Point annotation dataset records
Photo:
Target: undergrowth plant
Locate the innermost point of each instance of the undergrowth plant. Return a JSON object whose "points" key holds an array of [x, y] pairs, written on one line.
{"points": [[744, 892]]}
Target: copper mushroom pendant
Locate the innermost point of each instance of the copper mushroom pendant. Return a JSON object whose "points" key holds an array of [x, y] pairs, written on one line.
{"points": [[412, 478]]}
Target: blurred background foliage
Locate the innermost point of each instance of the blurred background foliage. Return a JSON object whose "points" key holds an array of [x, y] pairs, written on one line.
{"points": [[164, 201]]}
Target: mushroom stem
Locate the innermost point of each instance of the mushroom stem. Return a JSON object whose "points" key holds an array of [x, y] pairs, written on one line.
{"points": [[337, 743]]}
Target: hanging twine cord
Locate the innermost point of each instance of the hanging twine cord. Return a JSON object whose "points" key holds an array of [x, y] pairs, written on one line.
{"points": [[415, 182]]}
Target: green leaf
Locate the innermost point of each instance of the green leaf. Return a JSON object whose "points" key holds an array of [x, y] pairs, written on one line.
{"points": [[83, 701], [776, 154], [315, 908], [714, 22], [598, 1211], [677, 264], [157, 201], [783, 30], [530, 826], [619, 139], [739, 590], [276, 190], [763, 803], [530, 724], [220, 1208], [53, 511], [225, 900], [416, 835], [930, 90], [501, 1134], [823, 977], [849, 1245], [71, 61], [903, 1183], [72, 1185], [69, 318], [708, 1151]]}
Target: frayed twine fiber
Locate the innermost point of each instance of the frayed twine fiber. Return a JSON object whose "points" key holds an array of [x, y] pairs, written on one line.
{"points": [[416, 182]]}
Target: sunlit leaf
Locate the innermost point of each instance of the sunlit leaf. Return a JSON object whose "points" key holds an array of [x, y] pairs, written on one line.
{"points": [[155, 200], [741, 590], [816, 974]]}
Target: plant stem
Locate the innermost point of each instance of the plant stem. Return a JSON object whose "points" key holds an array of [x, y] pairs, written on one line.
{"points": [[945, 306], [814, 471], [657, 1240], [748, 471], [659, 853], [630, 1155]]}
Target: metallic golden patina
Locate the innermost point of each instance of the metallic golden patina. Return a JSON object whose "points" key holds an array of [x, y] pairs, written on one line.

THE EXERCISE —
Beginning at the line that has "Target: frayed twine fiber" and continuing through the end of the rows, reproduce those lines with each occurrence of "innermost point" replaced by "central point" and nothing else altered.

RIGHT ANSWER —
Target: frayed twine fiber
Locate the central point of each instance of the frayed twine fiber. Return a JSON object whose "points" key holds an array of [x, y] pairs, written on one line.
{"points": [[416, 182]]}
Target: sunlit leaf
Locate the central point of each instance of the sunlit leaf. Return a JSON object whose "points" key holds an array of [x, y] pairs, written on one line.
{"points": [[155, 200], [741, 590], [816, 974]]}
Target: plant stem
Locate the central point of each instance of the plant stem. Return a JSON object whose "points" key holds an array of [x, y] pairs, written on one line.
{"points": [[945, 306], [814, 471], [657, 1240], [748, 471], [659, 853], [630, 1155]]}
Target: metallic golden patina
Locate the central point of each instance of the metallic golden patina. Return a JSON object whose "points" key holds an array of [x, y] pairs, written on one line.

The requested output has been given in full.